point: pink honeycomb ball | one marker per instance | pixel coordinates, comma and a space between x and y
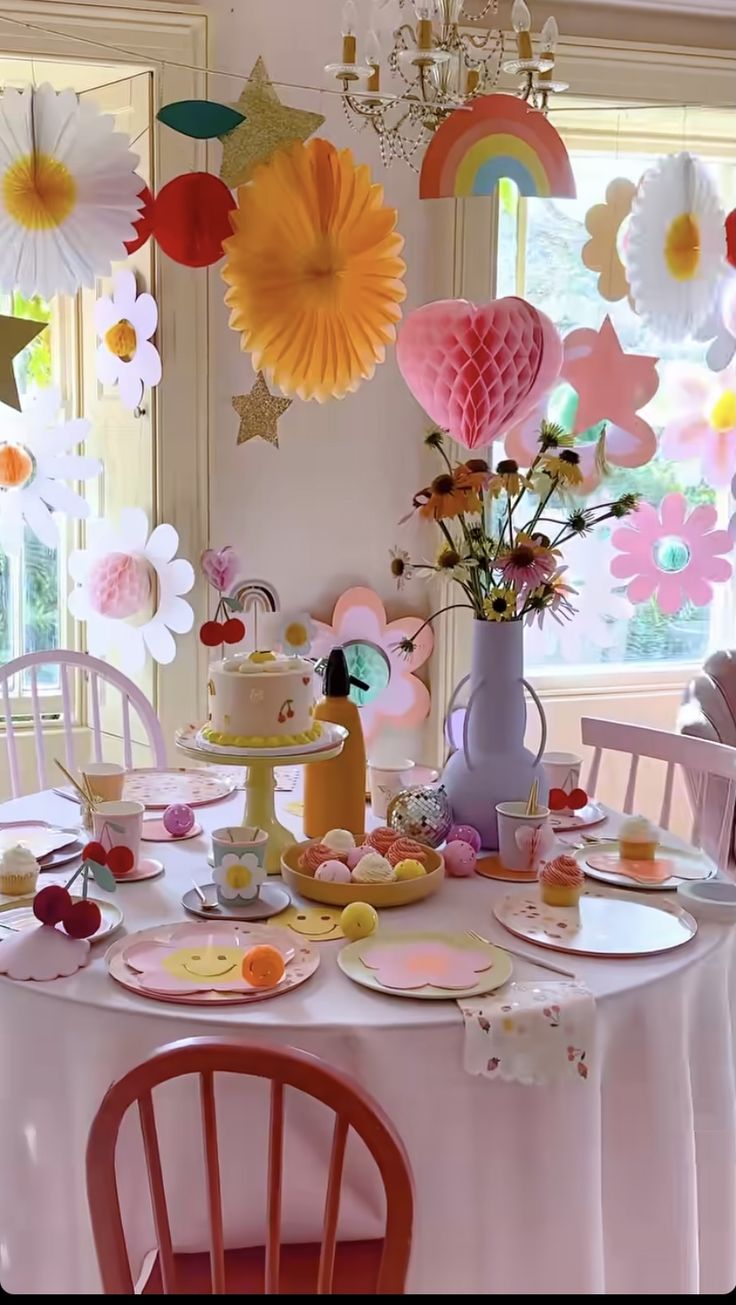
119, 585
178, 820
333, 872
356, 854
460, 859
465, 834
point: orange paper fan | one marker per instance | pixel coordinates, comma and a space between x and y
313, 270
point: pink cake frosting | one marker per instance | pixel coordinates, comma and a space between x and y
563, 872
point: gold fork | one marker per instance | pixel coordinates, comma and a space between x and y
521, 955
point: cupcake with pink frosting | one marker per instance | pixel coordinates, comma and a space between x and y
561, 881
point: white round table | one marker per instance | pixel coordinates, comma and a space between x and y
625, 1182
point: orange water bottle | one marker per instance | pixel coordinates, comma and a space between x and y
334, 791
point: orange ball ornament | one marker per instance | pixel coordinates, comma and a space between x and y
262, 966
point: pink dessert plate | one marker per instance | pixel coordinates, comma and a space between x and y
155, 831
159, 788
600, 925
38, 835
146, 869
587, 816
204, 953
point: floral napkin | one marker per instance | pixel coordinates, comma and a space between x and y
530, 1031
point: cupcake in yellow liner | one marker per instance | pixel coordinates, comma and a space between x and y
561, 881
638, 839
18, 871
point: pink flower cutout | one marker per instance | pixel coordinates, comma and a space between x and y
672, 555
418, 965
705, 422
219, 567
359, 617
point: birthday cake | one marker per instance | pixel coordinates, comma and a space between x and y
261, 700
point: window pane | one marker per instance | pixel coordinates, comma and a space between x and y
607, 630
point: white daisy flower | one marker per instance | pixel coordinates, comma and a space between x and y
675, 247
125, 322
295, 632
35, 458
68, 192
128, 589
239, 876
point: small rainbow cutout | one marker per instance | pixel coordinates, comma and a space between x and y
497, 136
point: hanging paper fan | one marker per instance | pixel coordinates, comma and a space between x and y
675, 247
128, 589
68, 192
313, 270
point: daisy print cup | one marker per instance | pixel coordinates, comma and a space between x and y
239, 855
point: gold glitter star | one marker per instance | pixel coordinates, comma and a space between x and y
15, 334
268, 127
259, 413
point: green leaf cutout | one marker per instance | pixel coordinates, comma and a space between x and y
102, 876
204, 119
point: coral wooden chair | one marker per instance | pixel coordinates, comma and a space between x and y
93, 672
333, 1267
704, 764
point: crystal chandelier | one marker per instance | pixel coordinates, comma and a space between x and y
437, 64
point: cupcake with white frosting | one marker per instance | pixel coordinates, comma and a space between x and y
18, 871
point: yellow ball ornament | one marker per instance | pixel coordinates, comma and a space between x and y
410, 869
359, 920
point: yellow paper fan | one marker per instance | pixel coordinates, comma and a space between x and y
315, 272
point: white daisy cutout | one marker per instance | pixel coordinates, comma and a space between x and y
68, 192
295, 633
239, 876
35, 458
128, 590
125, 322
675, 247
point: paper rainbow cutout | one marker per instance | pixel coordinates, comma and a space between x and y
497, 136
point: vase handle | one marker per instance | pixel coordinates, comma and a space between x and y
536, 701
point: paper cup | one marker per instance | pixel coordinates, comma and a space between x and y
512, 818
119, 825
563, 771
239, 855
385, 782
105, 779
..........
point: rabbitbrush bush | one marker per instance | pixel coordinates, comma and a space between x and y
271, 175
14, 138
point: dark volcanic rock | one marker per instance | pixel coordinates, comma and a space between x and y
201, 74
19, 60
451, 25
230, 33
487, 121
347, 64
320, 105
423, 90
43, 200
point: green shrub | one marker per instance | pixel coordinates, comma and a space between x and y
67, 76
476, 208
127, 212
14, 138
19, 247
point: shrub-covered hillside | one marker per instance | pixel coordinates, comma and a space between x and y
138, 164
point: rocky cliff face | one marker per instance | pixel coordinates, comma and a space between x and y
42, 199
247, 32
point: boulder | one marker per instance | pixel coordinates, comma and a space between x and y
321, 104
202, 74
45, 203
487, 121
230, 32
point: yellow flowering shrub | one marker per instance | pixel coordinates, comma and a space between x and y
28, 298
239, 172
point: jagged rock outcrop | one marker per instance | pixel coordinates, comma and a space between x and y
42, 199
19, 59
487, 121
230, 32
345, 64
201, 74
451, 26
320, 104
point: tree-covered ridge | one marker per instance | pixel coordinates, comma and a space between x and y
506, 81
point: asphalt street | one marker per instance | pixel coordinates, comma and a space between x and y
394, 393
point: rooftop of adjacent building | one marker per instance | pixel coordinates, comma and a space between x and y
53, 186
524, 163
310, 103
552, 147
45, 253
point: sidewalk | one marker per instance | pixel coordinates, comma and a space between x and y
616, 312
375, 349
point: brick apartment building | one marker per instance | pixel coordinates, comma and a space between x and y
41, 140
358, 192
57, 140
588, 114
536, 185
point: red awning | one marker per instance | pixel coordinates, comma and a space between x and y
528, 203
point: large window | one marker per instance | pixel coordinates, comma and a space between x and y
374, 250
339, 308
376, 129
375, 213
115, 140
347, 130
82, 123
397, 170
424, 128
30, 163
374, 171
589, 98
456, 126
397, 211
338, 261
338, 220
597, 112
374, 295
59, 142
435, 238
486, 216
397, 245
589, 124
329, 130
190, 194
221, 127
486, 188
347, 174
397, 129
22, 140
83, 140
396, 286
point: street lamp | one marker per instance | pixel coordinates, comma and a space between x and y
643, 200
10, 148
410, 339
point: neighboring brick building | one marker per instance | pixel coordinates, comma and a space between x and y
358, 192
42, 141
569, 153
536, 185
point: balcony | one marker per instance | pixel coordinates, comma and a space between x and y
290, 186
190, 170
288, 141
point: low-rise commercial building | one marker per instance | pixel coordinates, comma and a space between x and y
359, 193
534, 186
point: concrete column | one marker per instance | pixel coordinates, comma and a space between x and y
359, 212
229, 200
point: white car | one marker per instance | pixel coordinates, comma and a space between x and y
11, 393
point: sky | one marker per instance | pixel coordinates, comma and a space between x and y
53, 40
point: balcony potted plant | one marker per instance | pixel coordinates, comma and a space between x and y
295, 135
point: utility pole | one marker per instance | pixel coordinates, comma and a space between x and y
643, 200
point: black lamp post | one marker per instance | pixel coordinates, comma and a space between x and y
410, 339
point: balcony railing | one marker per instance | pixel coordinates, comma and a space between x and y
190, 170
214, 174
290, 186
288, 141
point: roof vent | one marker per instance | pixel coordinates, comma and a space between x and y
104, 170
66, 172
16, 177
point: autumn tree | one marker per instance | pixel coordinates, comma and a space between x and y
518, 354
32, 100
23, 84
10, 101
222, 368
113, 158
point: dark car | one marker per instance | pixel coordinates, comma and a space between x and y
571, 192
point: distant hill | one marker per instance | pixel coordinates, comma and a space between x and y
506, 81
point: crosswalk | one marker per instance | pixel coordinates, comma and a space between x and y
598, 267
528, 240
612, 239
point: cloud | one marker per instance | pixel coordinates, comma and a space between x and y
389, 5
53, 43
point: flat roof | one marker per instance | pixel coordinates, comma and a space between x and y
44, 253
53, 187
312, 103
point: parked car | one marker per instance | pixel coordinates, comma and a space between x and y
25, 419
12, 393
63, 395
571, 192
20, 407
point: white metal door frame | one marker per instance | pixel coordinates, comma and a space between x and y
..........
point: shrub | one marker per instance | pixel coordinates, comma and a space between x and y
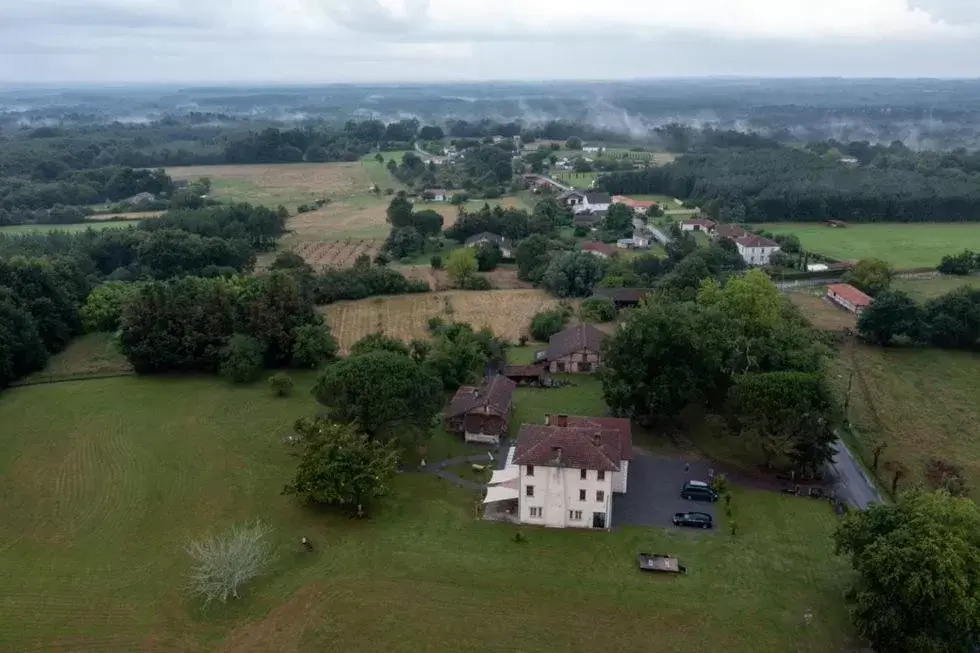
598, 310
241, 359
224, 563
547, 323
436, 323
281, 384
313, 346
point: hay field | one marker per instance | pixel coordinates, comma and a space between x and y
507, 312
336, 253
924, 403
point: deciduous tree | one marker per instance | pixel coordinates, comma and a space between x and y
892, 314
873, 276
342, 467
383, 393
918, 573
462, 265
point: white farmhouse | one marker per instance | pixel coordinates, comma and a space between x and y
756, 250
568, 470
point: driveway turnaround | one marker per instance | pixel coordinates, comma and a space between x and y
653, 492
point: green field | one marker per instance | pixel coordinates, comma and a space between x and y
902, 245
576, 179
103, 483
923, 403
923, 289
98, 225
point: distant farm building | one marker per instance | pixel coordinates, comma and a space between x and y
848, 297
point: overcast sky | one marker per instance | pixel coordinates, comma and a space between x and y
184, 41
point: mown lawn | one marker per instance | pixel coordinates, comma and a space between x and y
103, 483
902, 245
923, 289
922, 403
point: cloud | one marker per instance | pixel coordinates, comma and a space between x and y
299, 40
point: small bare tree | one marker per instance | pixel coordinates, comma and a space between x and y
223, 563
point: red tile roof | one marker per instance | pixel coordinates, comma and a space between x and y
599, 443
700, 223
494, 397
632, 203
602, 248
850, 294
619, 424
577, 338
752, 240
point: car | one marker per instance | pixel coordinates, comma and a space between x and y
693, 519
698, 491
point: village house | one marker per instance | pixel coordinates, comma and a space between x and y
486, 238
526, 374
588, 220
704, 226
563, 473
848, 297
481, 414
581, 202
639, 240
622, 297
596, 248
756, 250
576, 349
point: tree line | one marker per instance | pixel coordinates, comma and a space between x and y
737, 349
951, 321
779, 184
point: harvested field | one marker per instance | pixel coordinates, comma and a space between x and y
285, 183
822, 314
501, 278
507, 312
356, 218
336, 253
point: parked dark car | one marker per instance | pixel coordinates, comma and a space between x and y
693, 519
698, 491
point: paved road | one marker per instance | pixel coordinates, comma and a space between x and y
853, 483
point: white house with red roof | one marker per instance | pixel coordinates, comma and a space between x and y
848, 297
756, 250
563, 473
..........
**EXERCISE INSTRUCTIONS**. Reproduce the records starting with the line that contains "point: dark car" and going on through the line that contains "point: white metal", renaming "crosswalk" to "pedestrian crossing" and leaving everything else unchanged.

**ANSWER IN FULL**.
point: dark car | one marker per instance | pixel coordinates, comma and a space between x and y
571, 192
point: distant hill | one marker per instance | pixel coordinates, comma and a space between x and y
506, 81
point: pedestrian crossing | one marker per instance | pixel coordinates, comma and a space between x and y
598, 267
528, 240
612, 239
point: cloud | one marker per instance | pixel coordinates, comma and a space between x and y
389, 5
53, 43
point: flat roof | one marker per instance | pixel coordinates, comma and a space between x and y
44, 253
53, 187
312, 103
point: parked car | one marker per instance | pixel coordinates, comma and a space between x and y
25, 419
12, 393
63, 395
571, 192
20, 407
point: white metal door frame | one marker per instance | pixel coordinates, comma and a space between x and y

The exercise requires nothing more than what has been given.